= EXERCISE =
Please copy the lines from the first one through the line holding "312, 20, 762, 630", inclusive, swapping "trail-cam" for "camera-trap" and changing nothing else. Leave the pictures out.

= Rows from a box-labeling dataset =
# # # # # # #
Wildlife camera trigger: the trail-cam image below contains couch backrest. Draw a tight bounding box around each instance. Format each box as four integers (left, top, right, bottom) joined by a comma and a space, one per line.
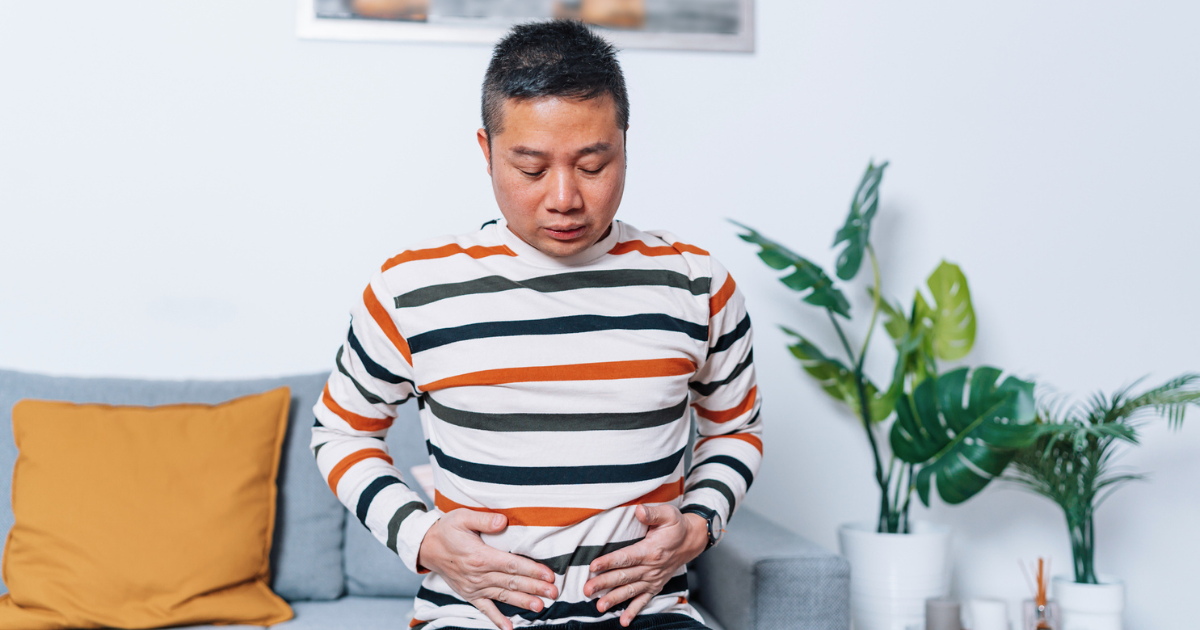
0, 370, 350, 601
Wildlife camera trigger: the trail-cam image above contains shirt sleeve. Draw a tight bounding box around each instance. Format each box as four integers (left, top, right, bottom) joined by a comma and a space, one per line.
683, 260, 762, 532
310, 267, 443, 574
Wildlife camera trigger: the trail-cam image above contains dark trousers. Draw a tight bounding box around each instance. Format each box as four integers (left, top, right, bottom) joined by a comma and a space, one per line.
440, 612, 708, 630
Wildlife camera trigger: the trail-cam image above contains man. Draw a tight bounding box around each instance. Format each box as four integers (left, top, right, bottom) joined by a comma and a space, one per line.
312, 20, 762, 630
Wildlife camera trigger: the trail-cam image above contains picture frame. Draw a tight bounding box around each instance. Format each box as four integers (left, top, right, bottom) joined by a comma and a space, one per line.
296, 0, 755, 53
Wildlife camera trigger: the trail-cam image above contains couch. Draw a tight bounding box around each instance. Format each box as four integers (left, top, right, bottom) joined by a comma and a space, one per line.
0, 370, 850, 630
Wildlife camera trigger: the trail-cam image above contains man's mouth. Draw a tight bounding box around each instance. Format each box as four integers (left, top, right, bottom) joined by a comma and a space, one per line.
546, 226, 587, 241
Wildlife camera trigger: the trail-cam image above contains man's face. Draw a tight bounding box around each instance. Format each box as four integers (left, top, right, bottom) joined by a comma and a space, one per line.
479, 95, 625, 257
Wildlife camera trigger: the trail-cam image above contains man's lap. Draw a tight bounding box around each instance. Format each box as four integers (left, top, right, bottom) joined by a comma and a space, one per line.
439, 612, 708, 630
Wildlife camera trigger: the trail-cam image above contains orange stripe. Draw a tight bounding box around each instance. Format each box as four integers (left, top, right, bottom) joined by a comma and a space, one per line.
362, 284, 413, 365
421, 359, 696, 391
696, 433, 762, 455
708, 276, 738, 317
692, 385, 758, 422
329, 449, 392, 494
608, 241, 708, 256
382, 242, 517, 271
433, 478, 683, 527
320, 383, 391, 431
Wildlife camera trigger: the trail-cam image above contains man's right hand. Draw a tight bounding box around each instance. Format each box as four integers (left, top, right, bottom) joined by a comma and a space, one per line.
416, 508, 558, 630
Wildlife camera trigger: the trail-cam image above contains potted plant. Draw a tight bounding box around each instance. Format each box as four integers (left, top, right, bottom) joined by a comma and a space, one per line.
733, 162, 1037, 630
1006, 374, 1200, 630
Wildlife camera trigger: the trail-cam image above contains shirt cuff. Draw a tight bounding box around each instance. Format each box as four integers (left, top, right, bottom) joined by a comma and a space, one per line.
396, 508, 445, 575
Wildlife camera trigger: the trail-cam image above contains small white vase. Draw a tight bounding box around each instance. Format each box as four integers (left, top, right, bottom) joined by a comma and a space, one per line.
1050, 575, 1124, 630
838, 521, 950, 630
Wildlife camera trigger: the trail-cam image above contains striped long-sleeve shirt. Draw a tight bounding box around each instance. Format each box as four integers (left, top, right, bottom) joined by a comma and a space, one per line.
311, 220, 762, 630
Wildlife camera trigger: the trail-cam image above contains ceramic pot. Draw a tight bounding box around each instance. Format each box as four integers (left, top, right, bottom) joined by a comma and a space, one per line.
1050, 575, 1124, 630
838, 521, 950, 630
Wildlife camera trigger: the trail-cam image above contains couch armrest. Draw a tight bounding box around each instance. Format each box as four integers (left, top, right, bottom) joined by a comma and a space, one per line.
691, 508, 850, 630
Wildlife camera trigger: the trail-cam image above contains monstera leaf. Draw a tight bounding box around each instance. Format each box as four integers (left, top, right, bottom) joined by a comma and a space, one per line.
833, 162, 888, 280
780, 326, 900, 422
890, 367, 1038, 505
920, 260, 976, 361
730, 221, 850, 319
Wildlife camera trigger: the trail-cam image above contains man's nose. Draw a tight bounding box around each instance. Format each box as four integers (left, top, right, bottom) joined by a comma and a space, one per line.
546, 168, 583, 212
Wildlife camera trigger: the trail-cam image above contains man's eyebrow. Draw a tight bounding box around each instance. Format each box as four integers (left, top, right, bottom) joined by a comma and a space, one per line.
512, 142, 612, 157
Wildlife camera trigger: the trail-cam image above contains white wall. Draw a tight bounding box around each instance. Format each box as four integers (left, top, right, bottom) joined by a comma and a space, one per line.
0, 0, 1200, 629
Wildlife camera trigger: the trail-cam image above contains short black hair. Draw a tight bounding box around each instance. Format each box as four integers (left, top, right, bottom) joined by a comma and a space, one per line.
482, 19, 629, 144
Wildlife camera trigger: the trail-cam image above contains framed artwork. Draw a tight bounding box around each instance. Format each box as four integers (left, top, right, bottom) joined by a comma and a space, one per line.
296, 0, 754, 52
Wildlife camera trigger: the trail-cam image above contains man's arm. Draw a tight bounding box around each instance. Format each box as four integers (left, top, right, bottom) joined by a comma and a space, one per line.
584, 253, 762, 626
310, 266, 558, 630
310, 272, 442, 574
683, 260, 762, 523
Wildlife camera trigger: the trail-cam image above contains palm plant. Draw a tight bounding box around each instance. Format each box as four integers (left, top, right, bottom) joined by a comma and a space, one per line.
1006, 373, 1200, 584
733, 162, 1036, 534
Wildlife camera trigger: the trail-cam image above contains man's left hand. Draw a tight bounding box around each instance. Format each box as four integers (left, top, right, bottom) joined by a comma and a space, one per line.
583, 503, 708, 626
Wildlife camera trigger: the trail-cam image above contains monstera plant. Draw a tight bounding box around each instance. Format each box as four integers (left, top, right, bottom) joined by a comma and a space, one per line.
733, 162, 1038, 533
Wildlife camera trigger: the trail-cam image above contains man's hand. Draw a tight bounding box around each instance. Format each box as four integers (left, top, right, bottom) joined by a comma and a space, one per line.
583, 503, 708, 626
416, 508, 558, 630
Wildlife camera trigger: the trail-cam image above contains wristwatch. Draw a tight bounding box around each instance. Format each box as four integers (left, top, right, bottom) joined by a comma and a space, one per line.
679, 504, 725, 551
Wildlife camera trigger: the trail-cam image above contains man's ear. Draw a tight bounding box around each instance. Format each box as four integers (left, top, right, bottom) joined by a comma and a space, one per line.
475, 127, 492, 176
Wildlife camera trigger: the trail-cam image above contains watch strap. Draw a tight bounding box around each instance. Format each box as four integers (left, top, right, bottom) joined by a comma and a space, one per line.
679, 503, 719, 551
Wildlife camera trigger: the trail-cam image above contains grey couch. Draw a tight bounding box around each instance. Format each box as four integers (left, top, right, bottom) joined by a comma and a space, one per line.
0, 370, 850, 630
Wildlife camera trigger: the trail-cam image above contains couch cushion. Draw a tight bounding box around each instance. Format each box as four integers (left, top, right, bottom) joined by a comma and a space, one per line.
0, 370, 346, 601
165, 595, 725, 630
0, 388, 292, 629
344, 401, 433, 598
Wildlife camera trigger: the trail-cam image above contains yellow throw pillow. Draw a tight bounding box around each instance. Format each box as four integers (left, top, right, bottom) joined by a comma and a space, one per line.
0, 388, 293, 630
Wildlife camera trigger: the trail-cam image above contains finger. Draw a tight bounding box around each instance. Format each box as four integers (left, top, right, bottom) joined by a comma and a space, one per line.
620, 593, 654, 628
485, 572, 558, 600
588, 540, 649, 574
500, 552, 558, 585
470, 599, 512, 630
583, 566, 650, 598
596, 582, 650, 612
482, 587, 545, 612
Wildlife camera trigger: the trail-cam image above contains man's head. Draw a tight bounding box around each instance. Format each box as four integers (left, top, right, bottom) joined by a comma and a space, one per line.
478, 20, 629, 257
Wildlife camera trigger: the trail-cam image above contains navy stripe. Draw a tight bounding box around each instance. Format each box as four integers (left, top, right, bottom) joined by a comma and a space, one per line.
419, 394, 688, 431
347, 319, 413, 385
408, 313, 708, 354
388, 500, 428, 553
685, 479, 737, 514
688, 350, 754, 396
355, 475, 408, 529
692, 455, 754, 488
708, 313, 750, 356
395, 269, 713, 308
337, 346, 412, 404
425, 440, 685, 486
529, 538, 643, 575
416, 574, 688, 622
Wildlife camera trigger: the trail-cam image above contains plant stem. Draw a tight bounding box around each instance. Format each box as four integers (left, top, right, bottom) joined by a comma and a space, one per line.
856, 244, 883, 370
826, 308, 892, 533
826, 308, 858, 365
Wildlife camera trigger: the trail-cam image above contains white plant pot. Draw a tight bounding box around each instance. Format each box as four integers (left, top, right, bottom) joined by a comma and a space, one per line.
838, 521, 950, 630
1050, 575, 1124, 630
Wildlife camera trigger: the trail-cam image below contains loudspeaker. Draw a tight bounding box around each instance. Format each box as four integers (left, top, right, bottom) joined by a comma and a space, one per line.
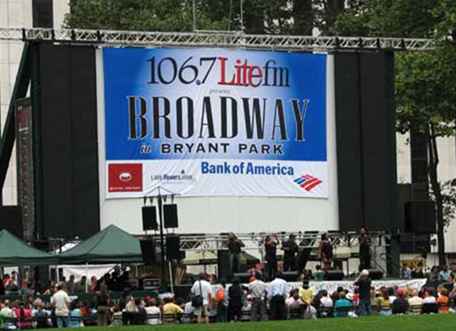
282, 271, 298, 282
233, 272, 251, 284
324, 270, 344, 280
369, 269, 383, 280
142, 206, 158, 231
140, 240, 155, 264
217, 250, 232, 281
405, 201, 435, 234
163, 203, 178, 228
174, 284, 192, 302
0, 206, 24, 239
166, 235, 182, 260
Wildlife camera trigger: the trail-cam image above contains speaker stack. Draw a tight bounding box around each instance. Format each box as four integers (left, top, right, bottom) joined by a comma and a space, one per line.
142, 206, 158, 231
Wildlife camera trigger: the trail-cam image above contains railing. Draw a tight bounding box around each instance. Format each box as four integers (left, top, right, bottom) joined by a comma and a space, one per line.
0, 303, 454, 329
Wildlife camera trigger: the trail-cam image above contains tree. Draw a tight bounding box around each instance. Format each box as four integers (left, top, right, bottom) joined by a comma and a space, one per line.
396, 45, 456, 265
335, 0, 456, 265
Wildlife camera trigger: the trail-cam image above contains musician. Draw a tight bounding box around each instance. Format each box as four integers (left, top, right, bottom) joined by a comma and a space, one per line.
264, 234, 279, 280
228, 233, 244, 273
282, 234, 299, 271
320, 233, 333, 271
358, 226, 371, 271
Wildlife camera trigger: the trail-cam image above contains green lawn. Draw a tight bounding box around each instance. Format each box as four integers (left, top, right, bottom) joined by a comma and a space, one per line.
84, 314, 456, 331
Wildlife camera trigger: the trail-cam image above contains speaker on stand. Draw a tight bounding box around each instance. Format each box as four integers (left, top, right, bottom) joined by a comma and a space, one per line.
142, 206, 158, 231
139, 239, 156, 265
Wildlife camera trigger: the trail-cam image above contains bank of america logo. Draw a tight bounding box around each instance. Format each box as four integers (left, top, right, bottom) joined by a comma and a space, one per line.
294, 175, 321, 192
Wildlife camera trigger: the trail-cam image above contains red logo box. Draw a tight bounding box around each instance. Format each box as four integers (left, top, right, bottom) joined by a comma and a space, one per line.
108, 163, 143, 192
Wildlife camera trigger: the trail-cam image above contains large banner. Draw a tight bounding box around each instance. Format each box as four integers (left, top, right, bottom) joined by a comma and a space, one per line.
# # # # # # #
= SOLUTION FOR THIS EXERCISE =
Wildlife camera trigger: the camera-trap image below contains couch backrest. Draw a tight bounding box around each instance. Format each box as four integers (left, top, right, bottom) joined by a comma and a space, one per line.
0, 370, 350, 601
Wildlife camera trigger: the camera-trap image above contains shirt sleeve. Draw a tight bounding box around each instance. Format each box as four integers (left, top, right, bottom) joined by a comma and a space, one per line.
683, 260, 762, 532
310, 267, 443, 574
Wildlife camera trigger: the camera-trap image above contains dark trousers. Draw a tight bounding box around each instance. Format each box as four integers (left, top, right, bottom) joined by a comma and a space, one per line.
440, 612, 708, 630
Wildlife camera trigger: the camera-trap image above contains man. Draw a tight bounding box around each instance. Format each box as four integers (left, top, right, bottom) joined by a comma and a space, one per line.
312, 20, 762, 630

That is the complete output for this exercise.